> [What is expected]:
Identify every line below that contains the word "results", and copy each such line in full.

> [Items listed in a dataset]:
----

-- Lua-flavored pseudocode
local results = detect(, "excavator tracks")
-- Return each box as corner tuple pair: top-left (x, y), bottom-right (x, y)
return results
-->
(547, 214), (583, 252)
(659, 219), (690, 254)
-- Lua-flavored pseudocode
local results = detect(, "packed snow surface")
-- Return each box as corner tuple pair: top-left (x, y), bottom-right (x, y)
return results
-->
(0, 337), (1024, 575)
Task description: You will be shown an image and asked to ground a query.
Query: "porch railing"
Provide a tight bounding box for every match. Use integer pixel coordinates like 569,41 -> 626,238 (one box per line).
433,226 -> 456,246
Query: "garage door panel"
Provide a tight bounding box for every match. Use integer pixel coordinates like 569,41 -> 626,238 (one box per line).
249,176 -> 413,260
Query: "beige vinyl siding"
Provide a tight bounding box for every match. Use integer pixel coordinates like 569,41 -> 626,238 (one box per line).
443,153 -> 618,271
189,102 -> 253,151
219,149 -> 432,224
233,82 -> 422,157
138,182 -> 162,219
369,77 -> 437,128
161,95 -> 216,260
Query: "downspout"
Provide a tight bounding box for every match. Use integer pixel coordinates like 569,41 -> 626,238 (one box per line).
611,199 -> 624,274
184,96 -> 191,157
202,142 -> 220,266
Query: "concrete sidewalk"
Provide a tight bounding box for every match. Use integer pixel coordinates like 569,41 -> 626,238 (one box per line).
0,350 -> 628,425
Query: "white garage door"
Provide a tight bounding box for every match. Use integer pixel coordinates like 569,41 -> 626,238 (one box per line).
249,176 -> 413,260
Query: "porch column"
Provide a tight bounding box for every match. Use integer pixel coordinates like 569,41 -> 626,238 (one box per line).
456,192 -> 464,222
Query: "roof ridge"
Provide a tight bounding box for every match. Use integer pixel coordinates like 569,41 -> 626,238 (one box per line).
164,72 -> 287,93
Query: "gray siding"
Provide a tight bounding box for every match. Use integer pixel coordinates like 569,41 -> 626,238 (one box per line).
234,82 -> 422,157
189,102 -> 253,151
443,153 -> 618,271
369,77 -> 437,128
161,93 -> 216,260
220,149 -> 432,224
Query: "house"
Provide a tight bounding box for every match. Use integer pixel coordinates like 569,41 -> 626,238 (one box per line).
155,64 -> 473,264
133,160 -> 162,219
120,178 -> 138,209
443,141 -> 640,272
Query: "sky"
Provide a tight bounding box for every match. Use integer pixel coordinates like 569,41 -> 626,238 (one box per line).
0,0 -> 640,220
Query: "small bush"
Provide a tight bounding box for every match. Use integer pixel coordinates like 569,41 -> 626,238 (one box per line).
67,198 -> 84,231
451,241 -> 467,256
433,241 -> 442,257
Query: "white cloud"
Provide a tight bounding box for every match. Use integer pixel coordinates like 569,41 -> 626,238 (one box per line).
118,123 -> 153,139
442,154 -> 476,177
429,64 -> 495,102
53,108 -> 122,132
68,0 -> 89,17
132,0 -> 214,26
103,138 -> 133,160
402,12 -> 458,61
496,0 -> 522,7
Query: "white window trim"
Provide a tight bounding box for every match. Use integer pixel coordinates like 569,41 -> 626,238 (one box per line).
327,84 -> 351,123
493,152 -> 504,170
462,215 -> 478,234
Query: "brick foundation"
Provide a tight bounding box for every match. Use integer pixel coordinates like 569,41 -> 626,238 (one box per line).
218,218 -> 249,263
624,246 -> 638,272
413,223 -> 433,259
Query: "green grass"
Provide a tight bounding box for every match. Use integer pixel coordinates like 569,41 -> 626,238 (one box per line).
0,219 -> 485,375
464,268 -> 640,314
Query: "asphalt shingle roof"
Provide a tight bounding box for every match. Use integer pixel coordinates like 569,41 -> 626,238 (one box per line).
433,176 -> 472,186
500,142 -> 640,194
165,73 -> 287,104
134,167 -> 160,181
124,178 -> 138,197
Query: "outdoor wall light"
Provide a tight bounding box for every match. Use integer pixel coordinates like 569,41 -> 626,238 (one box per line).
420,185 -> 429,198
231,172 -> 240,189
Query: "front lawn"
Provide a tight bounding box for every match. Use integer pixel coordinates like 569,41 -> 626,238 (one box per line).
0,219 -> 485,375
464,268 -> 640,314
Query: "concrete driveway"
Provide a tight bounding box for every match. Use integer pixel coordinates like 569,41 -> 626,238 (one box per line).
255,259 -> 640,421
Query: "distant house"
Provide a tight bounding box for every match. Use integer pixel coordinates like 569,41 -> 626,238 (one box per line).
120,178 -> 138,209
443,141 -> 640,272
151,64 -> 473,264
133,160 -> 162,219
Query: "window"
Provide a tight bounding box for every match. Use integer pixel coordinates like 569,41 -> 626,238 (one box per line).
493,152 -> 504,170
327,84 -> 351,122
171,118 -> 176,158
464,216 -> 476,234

----

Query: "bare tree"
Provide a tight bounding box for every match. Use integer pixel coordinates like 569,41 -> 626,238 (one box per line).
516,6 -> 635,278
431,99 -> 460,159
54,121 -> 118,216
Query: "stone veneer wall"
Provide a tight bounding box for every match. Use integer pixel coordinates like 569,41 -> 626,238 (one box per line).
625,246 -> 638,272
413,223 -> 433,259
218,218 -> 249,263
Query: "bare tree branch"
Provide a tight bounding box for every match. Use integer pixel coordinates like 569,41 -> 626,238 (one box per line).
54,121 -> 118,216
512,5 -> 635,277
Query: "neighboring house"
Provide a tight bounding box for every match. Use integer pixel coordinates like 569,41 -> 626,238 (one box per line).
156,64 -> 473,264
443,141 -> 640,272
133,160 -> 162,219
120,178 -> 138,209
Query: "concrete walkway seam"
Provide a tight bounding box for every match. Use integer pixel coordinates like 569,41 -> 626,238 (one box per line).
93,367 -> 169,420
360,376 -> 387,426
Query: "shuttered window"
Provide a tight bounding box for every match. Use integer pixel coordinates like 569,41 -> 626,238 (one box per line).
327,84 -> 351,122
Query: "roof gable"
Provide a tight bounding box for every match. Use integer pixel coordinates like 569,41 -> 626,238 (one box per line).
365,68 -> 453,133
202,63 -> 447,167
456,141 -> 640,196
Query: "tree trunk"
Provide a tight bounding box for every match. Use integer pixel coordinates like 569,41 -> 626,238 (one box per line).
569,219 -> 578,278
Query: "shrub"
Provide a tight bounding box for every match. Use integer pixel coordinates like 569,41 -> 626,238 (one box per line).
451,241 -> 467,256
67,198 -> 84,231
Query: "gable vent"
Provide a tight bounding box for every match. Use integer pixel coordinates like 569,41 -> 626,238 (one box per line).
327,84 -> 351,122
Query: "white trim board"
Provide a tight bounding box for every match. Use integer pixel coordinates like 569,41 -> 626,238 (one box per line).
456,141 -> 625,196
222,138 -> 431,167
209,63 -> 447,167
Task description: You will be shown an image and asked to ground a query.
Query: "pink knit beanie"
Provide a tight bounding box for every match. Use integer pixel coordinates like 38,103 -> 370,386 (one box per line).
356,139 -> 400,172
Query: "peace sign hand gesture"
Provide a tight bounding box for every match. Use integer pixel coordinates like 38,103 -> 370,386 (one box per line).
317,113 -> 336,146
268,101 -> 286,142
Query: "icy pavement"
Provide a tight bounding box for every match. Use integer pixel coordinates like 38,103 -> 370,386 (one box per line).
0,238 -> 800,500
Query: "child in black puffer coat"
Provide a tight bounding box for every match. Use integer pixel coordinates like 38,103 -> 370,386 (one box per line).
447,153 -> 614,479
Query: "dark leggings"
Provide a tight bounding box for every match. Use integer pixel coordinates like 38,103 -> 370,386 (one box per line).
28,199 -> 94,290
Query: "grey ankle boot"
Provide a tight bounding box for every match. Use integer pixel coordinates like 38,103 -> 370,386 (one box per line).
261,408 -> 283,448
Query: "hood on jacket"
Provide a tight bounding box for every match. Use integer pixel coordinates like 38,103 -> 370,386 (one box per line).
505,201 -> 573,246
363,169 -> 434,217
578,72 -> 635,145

----

> [Exercise output]:
local results = detect(, "excavator tracks")
return results
local results = detect(, "packed snow surface")
return results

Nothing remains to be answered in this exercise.